APLICA LO LEÍDO:
1. Enumera todas las cifras de muertos que menciona el fragmento e indica a qué suceso corresponde cada una.
2. Prosigue el fragmento sobre la pandemia y la pobreza a partir de su última oración.

FRAGMENTO:
Hasta el momento nadie sabe a ciencia cierta cómo habrá de terminar la pandemia del COVID-19 y los alcances de las repercusiones económica en el mundo, aunque inédita y extraordinariamente grave para todos, no es comparable ni a las grandes guerras, ni a la influenza española que acabó con 40 millones de habitantes en 1918, el 2 por ciento de la población del planeta en aquel entonces.
Es terrible lo que vivimos, muy grave para todos, pero 350 mil muertos y 5 millones de infectados, no tienen comparación con la gripe española y los 50 millones de muertos en la 2° guerra mundial, pero de algo tiene que servir el daño, dolor y frustración por todos los enfermos y muertos, así como los rezagos y vilezas que exhiben las élites gobernantes en prácticamente todo el mundo.
De por sí vivir en la precariedad y la pobreza es duro y muy difícil, pero lo es mucho peor cuando esa pobreza se da en los momentos que la humanidad produce tanta riqueza y tan rápido, cuestión que nos desnuda y refleja lo peor de la condición humana: La vileza.
Porque no se puede catalogar de otra manera las descomunales acumulaciones de riqueza rodeada de tantas necesidades y pobreza que rebasan ya los 2 mil millones de personas que sufren hambre en el planeta, el 25% de la población mundial.

DATOS DISPONIBLES:
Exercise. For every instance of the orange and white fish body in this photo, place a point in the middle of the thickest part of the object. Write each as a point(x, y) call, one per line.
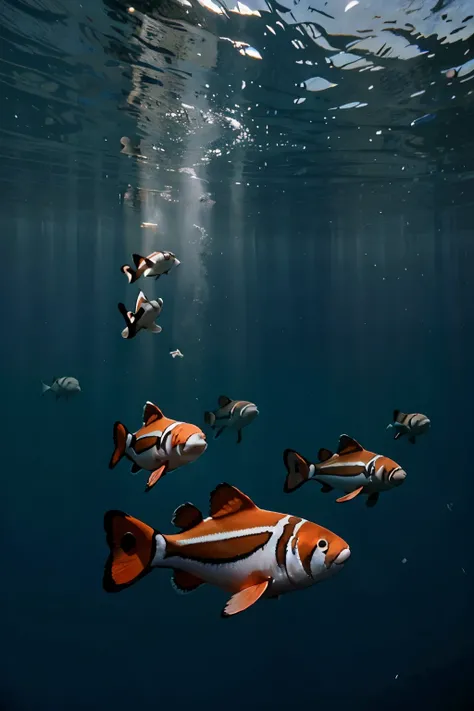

RESPUESTAS NUMERADAS:
1.
- 40 millones: la influenza española de 1918.
- 350 mil: la pandemia del COVID-19.
- 50 millones: la segunda guerra mundial.

2.
Esta situación de crisis que vivimos ha puesto al desnudo y a la orden del día el tema nodal del mundo y alguna manera proporciona la oportunidad de una catarsis de las sociedades del mundo que le puede permitir racionalizar esta desigualdad y el momento de hacer algo.
La pandemia y la crisis económica es cierto que sus daños no son de mayor impacto que las grandes guerras y la gripa española, pero alcanza para mostrarnos la fragilidad de los cimientos de nuestra civilización, que cualquiera de los cataclismos que nos azote puede terminar con la misma existencia del hombre.
Ha sido el COVID-19 pues un preludio de lo peor que nos puede ocurrir, porque así como el virus está también el deterioro ambiental y la desigualdad social y económica, que pueden ser peores de lo que actualmente se encuentran.
Por eso, pensar en la “nueva normalidad” para volver a las actividades, reactivar nuestras labores, es simplificar enormemente la complejidad del problema. Afortunadamente debemos sentirnos afortunados, pese a todo el daño y dolor de la pandemia, porque es posible continuar la vida, pero ¿Cuántas oportunidades más nos dará la vida para corregir los daños que hemos causado? No lo sé.
Pero ya lo escribió hace 150 años Federico Engels, después de la primera gran revolución industrial en Europa, de que sería ese desarrollo tecnológico el que acabaría con la humanidad y hasta se atrevió a pronosticar un periodo para que ello ocurra, por lo que parece que va llegando.
Por eso es indispensable pensar más allá de nuestras heridas y colocar en el centro de nuestras reflexiones y decisiones, esos riesgos que quizá aún se pueden evitar. Tenemos nuevas oportunidades, no las desaprovechemos.